* **ЗАДАНИЕ A**:
Каким, согласно исходному тексту, XIX век видит время?

* **ИСХОДНЫЙ ТЕКСТ**:

▬▬▬

Трудность современной поэзии не в ее темноте — Рембо куда проще Гонгоры или Донна, — а в требовании полной самоотдачи и столь же полной собранности, как в мистике или любви. Не будь это слово вконец обессмысленно, я бы сказал, что трудность здесь не интеллектуального, а морального порядка. Перед нами опыт (пусть временного, как в акте философской мысли) упразднения внешнего мира. Иначе говоря, новейшая поэзия — это попытка отменить любой предрешенный смысл, поскольку она сама хочет стать последним предназначением жизни и человека. Именно поэтому она есть разрушение и созидание языка. Разрушение слов и смыслов, царство безмолвия, но вместе с тем — слово в поисках Слова. Кто-то пожмет плечами на подобное «сумасбродство». И все-таки вот уже больше века одинокие умы предпочитают высшим и богатейшим дарам видимого мира это безумное занятие.
Новая аналогия: Поэзия и технология [30]
Любое общество формирует собственную модель мира, образ мира. Эта модель зарождается в сфере бессознательного и питает ее своеобразное представление о времени. Почему именно время играет столь важную роль в создании модели мира? Мы, люди, никогда не воспринимаем время как чистую длительность, для нас это упорядоченный, управляемый, нацеленный на определенный итог процесс. Человеческие поступки и слова сделаны из времени, они — время: движение сюда либо туда, какова бы ни была реальность, обозначаемая «здесь» или «там», пусть это будет даже само «ничто». Время — хранилище смысла. Поэт говорит то, что говорит время, даже когда он время опровергает: дает имя изменчивому, возвращает слово в текущий поток. В представлении о времени в свернутом виде живет образ мира, в поэме же он разворачивается. Поэзия — разбуженное время: загадка мира, ставшая загадочной ясностью. У каждой цивилизации был свой особый взгляд на время: одни мыслили его как вечное повторение, другие — как застывшую бесконечность, третьи — как пустоту без дат, или как прямую линию, или как спираль. Для платоников год кругообразен и совершенен, подобно движению небесных тел, для христиан время апокалипсично и линейно, для индусов — иллюзорно: это мелькание перевоплощений. XIX век смотрит на время как на вечный непрерывный прогресс. И каждая из этих идей воплотилась в картинах, названных поэмами, — имя, обозначающее словесный объект, который не имеет устойчивой формы и непрерывно меняется: от первобытных магических заклинаний до современных романов. Так вот, сегодня поэзия противостоит потере цельного представления о мире. Поэтому она является нам в виде совокупности разбегающихся знаков: таков образ мира, утратившего свой образ.
30
Перевела А.Богомолова.

▬▬▬

* **ИСХОДНЫЕ ДАННЫЕ**:

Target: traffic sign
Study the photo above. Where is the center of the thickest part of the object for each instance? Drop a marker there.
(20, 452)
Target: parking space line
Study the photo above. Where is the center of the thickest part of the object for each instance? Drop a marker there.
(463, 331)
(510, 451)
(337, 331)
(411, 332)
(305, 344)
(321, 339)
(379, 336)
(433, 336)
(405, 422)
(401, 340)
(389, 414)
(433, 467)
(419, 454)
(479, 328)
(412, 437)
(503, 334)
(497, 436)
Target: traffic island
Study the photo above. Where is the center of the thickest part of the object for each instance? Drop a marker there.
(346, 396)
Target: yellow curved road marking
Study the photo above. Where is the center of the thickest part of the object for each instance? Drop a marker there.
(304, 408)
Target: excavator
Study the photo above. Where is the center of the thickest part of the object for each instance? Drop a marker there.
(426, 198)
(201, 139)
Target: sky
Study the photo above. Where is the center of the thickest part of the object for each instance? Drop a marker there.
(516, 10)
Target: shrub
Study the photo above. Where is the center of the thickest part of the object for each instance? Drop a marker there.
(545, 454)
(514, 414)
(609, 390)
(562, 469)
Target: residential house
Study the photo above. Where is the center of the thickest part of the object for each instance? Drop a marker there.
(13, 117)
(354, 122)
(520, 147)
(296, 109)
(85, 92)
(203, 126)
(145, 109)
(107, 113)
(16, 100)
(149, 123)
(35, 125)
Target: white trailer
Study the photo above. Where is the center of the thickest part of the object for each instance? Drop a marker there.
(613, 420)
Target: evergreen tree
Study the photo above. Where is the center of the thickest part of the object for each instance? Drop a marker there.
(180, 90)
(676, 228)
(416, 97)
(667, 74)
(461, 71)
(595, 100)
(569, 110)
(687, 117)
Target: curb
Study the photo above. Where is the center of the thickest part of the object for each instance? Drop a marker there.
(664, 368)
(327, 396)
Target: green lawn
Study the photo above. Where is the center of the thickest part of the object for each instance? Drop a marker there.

▬▬▬

* **ЗАДАНИЕ B**:
Преобразуйте в нумерованный список строки записей, начав со строки, где есть «Target: yellow curved road marking», и закончив последней строкой записей включительно; пустые строки не включайте.

* **ПОЛНЫЙ ОТВЕТ A**:
Как вечный непрерывный прогресс.

* **ПОЛНЫЙ ОТВЕТ B**:
1. Target: yellow curved road marking
2. Study the photo above. Where is the center of the thickest part of the object for each instance? Drop a marker there.
3. (304, 408)
4. Target: excavator
5. Study the photo above. Where is the center of the thickest part of the object for each instance? Drop a marker there.
6. (426, 198)
7. (201, 139)
8. Target: sky
9. Study the photo above. Where is the center of the thickest part of the object for each instance? Drop a marker there.
10. (516, 10)
11. Target: shrub
12. Study the photo above. Where is the center of the thickest part of the object for each instance? Drop a marker there.
13. (545, 454)
14. (514, 414)
15. (609, 390)
16. (562, 469)
17. Target: residential house
18. Study the photo above. Where is the center of the thickest part of the object for each instance? Drop a marker there.
19. (13, 117)
20. (354, 122)
21. (520, 147)
22. (296, 109)
23. (85, 92)
24. (203, 126)
25. (145, 109)
26. (107, 113)
27. (16, 100)
28. (149, 123)
29. (35, 125)
30. Target: white trailer
31. Study the photo above. Where is the center of the thickest part of the object for each instance? Drop a marker there.
32. (613, 420)
33. Target: evergreen tree
34. Study the photo above. Where is the center of the thickest part of the object for each instance? Drop a marker there.
35. (180, 90)
36. (676, 228)
37. (416, 97)
38. (667, 74)
39. (461, 71)
40. (595, 100)
41. (569, 110)
42. (687, 117)
43. Target: curb
44. Study the photo above. Where is the center of the thickest part of the object for each instance? Drop a marker there.
45. (664, 368)
46. (327, 396)
47. Target: green lawn
48. Study the photo above. Where is the center of the thickest part of the object for each instance? Drop a marker there.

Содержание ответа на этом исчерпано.